Excerpted passage
-*-*-

Airline Passenger Prediction using RNN - LSTM

Prediction of number of passengers for an airline using LSTM

In this blog, we will build an LSTM regression model in TensorFlow to predict monthly airline passenger counts from the classic 1949-1960 dataset. Long Short-Term Memory (LSTM) networks keep context across long sequences through input, forget, and output gates, which makes them strong for time-series forecasting.

Diagram of the LSTM memory cell showing the forget gate, input gate, and output gate with their sigmoid and tanh activations

Dataset

This dataset provides monthly totals of a US airline passengers from 1949 to 1960. The dataset has 2 columns month and passengers. month contains the month of the year and passengers contains total number of passengers travelled on that particular month.

We can download the dataset from here.

Install tensorflow with the command below. If the machine has a GPU, use the second command.

!pip install tensorflow

!pip install tensorflow-gpu

PYTHON

import numpy as np
import matplotlib.pyplot as plt
import pandas as pd
from tensorflow.keras.models import Sequential
from tensorflow.keras.layers import Dense, LSTM
from sklearn.preprocessing import MinMaxScaler

Read the dataset using read.csv(). Only the passengers column is retained and reshaped by converting it into a numpy array.

-*-*-

Supplied information
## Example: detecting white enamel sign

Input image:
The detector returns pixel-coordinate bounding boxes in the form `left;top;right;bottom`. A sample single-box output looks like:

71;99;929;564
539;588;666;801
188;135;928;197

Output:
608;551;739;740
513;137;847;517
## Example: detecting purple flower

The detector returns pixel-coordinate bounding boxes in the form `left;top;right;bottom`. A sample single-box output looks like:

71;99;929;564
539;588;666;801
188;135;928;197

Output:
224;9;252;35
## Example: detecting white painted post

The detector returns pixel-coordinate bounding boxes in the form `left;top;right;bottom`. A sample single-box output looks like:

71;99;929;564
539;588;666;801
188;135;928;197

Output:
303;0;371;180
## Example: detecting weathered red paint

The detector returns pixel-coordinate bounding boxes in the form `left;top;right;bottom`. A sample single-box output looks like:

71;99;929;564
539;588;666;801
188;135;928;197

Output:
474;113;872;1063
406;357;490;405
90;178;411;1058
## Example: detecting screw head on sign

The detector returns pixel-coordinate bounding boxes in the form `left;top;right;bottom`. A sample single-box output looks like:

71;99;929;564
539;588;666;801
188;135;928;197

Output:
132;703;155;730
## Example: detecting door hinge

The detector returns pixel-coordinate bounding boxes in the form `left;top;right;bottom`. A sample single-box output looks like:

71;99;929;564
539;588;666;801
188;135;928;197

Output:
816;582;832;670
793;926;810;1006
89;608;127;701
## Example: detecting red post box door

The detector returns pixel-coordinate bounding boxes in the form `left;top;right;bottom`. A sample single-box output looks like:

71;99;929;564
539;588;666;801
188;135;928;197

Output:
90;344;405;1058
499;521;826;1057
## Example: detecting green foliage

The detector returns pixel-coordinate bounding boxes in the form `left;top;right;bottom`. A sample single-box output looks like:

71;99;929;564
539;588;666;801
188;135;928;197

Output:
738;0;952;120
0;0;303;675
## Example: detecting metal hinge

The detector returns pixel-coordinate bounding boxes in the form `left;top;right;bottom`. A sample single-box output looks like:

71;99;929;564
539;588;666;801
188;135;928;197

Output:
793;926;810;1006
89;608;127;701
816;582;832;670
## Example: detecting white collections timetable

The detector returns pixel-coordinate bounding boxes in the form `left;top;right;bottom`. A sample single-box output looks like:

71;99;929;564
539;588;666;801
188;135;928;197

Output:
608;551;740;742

-*-*-

Objectives
• A. Name every module that the import statements in the airline passenger forecasting tutorial bring in.
• B. Carry the airline passenger forecasting tutorial forward from its final sentence.

In response
• A. numpy, matplotlib.pyplot, pandas, tensorflow.keras.models, tensorflow.keras.layers, sklearn.preprocessing

• B.
PYTHON

dataset = pd.read_csv('AirPassengers.csv')
dataset = dataset['#Passengers']
dataset = np.array(dataset).reshape(-1,1)
dataset[:10]

OUTPUT

array([[112],
       [118],
       [132],
       [129],
       [121],
       [135],
       [148],
       [148],
       [136],
       [119]], dtype=int64)

Plotting the dataset shows that passenger numbers increased linearly over the period.

PYTHON

plt.plot(dataset)

Line chart of airline passenger counts from 1949 to 1960, showing a steady upward trend with seasonal spikes

Neural networks work better if inputs are between 0 and 1. Scaling down the inputs with MinMaxScaler() produces a minimum value of 0 and maximum value of 1.

PYTHON

scaler = MinMaxScaler()
dataset = scaler.fit_transform(dataset)
dataset.min(),dataset.max()

OUTPUT

(0.0, 1.0)

The first 100 months are used as training data and the last 44 months as testing data.

PYTHON

train_size = 100
test_size = 44
train = dataset[0:train_size, :]
train.shape

OUTPUT

(100, 1)

PYTHON

test = dataset[train_size:144, :]
test.shape

OUTPUT

(44, 1)

Create training and testing dataset

The model predicts the (i)th value based on the (i-1)th value, looking back by 1 to predict the next value. The function get_data() creates dataX and dataY for both the training and testing data.

PYTHON

def get_data(dataset, look_back):
    dataX, dataY = [], []
    for i in range(len(dataset)-look_back-1):
        a = dataset[i:(i+look_back), 0]
        dataX.append(a)
        dataY.append(dataset[i+look_back, 0])
    return np.array(dataX), np.array(dataY)

look_back = 1
X_train, y_train = get_data(train, look_back)
X_train[:10]

OUTPUT

array([[0.01544402],
       [0.02702703],
       [0.05405405],
       [0.04826255],
       [0.03281853],
       [0.05984556],
       [0.08494208],
       [0.08494208],
       [0.06177606],
       [0.02895753]])

PYTHON

y_train[:10]

OUTPUT

array([0.02702703, 0.05405405, 0.04826255, 0.03281853, 0.05984556,
       0.08494208, 0.08494208, 0.06177606, 0.02895753, 0.        ])

The get_data() function is called again to create the testing data.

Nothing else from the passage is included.